• DATASET EXTRACT:

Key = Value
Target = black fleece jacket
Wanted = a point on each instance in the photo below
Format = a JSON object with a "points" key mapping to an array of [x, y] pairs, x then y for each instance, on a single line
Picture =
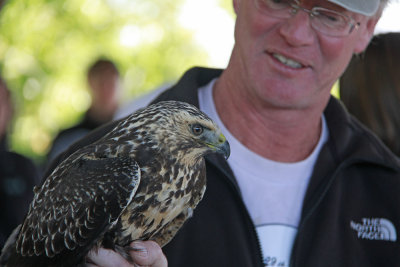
{"points": [[351, 211]]}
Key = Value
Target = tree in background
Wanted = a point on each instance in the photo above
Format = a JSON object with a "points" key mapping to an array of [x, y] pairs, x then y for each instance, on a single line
{"points": [[46, 47]]}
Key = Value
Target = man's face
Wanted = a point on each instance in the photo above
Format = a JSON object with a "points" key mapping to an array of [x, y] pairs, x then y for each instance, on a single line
{"points": [[287, 63]]}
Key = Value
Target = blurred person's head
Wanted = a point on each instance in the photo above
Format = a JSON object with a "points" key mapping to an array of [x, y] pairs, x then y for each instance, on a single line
{"points": [[5, 108], [370, 88], [103, 80]]}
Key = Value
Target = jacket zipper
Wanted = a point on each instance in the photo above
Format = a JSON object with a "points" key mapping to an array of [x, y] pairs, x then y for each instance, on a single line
{"points": [[229, 180]]}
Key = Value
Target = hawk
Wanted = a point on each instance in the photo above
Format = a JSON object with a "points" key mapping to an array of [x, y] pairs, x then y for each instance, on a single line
{"points": [[141, 181]]}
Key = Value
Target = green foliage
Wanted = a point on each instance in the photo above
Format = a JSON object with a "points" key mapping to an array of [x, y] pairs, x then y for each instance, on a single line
{"points": [[47, 45]]}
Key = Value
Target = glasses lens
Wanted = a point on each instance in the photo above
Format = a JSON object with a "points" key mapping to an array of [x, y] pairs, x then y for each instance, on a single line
{"points": [[275, 8], [330, 22]]}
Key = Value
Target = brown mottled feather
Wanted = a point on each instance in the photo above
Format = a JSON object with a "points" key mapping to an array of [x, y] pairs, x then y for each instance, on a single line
{"points": [[141, 181]]}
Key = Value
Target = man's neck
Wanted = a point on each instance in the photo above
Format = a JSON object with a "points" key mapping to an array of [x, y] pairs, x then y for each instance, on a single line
{"points": [[284, 135]]}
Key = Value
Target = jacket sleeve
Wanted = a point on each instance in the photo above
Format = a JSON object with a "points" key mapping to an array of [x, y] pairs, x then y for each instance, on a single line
{"points": [[90, 138]]}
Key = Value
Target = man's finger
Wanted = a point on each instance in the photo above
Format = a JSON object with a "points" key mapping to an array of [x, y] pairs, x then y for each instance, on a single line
{"points": [[106, 257], [148, 253]]}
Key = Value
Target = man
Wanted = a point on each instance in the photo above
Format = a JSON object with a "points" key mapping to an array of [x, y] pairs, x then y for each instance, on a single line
{"points": [[306, 185]]}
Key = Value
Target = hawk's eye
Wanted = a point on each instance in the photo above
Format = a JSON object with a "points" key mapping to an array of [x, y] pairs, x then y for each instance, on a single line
{"points": [[197, 129]]}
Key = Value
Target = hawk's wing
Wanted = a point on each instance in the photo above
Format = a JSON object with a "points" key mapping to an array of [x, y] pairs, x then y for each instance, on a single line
{"points": [[77, 203]]}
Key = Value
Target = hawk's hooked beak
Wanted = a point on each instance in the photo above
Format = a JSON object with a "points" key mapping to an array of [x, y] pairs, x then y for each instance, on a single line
{"points": [[222, 147]]}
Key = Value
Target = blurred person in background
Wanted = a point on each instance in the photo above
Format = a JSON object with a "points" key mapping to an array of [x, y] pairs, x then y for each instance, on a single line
{"points": [[370, 88], [103, 80], [18, 174]]}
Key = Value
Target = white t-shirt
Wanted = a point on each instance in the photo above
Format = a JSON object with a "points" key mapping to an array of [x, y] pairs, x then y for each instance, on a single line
{"points": [[272, 191]]}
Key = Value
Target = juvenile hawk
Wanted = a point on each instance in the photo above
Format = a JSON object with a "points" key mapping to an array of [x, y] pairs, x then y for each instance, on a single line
{"points": [[141, 181]]}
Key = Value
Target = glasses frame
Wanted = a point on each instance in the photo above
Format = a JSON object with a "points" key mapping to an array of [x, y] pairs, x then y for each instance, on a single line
{"points": [[295, 6]]}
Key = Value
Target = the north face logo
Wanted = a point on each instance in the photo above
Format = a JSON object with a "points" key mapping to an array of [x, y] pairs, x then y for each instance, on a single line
{"points": [[375, 229]]}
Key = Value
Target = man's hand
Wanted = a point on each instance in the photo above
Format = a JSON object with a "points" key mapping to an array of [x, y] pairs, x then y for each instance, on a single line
{"points": [[147, 253]]}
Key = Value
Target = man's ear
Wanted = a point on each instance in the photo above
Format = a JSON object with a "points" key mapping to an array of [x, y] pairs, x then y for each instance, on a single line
{"points": [[367, 34], [236, 4]]}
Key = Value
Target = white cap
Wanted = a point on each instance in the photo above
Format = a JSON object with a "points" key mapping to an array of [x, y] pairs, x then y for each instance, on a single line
{"points": [[364, 7]]}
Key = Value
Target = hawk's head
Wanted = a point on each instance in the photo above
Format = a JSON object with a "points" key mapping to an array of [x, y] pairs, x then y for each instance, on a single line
{"points": [[179, 127]]}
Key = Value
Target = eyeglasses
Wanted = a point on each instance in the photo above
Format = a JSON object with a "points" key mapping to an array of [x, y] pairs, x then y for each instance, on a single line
{"points": [[323, 20]]}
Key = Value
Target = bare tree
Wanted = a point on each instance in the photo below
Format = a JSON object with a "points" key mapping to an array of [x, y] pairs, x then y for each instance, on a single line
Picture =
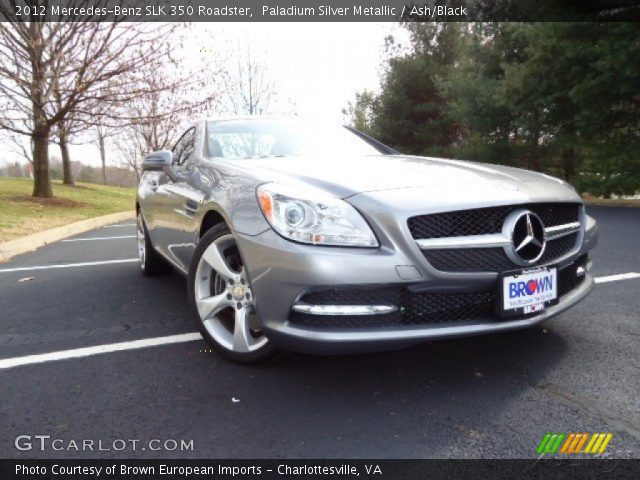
{"points": [[248, 87], [84, 60], [175, 94]]}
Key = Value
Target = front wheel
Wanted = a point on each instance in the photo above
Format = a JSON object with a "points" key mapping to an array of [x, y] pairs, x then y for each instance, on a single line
{"points": [[222, 301]]}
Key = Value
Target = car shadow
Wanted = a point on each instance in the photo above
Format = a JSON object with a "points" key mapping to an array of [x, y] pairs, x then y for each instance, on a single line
{"points": [[438, 399]]}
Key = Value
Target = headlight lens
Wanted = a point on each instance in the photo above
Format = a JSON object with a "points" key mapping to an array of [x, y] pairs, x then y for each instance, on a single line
{"points": [[313, 216]]}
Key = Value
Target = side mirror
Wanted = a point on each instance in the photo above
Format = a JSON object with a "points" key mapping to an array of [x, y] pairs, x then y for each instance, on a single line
{"points": [[160, 161]]}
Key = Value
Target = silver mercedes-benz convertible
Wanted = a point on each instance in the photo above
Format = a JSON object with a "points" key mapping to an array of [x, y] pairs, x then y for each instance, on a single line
{"points": [[324, 240]]}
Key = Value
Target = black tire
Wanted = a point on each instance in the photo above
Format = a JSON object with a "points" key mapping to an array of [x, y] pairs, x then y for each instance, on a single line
{"points": [[259, 355], [151, 263]]}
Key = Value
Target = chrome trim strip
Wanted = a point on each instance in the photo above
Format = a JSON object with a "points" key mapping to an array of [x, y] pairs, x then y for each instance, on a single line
{"points": [[562, 230], [344, 309], [491, 240]]}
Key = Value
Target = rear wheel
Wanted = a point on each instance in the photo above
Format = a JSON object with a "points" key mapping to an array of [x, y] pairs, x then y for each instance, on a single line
{"points": [[151, 263], [222, 301]]}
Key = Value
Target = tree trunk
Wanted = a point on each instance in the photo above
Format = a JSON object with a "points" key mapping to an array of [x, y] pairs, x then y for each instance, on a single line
{"points": [[41, 179], [66, 160], [569, 163], [103, 157]]}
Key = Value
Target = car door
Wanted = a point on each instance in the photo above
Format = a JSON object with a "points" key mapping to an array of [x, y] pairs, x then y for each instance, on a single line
{"points": [[180, 200]]}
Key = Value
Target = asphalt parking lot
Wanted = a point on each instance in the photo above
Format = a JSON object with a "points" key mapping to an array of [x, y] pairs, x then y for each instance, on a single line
{"points": [[481, 397]]}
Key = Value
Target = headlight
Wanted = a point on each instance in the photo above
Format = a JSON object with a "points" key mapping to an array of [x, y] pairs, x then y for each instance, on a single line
{"points": [[313, 216]]}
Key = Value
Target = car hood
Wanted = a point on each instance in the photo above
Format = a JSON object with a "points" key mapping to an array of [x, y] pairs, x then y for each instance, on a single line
{"points": [[345, 177]]}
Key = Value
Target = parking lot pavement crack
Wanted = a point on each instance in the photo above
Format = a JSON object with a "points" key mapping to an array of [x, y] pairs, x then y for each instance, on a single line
{"points": [[629, 425]]}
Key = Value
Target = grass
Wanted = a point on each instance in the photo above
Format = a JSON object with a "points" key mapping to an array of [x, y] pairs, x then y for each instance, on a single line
{"points": [[21, 214]]}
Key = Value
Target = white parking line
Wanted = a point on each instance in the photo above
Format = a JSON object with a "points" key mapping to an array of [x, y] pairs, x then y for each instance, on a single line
{"points": [[617, 278], [67, 265], [97, 238], [97, 350], [152, 342]]}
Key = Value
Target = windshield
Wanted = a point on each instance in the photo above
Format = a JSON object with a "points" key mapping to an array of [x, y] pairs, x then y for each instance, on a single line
{"points": [[263, 138]]}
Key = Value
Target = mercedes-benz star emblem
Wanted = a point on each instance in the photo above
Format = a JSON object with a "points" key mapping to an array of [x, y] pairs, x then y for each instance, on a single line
{"points": [[528, 239]]}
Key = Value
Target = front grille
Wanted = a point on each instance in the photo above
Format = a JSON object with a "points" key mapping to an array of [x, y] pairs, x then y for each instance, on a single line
{"points": [[416, 308], [493, 259], [480, 221]]}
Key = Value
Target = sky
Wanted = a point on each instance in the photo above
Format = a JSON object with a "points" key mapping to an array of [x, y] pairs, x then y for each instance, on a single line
{"points": [[316, 67]]}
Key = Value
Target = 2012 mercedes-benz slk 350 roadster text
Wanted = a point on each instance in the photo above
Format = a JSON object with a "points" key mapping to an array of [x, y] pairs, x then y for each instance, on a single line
{"points": [[324, 240]]}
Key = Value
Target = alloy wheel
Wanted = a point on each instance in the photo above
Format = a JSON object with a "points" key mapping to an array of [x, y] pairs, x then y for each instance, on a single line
{"points": [[224, 299]]}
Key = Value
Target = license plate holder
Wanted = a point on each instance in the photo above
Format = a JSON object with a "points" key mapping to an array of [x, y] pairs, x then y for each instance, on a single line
{"points": [[526, 292]]}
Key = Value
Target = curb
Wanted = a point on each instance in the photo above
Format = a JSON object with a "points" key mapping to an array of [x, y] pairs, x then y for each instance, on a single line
{"points": [[31, 242]]}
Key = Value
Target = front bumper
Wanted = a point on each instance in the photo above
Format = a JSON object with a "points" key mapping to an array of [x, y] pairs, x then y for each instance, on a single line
{"points": [[282, 272]]}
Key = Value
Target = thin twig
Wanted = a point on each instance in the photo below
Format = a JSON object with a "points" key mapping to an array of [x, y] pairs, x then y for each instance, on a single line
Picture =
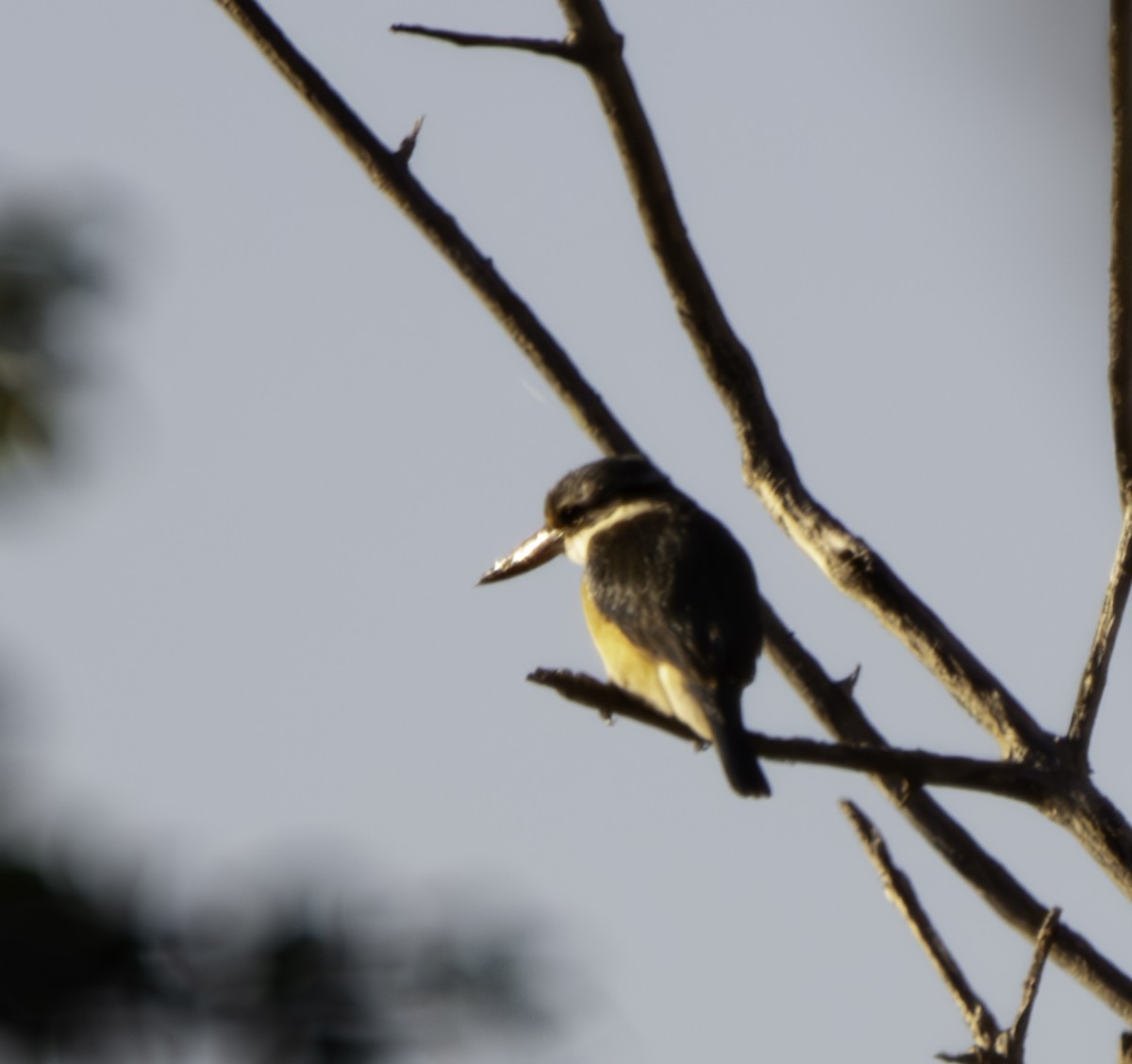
{"points": [[900, 892], [393, 178], [912, 768], [1041, 948], [1104, 640], [539, 45], [1120, 382], [1120, 291]]}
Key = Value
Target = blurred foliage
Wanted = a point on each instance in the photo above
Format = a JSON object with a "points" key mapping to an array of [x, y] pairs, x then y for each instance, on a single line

• BRIEF: Among the lines above, which ones include the word "white"? Copy them.

• YOUR RESPONSE:
Target = white t-shirt
Target = white cap
Target = white parking line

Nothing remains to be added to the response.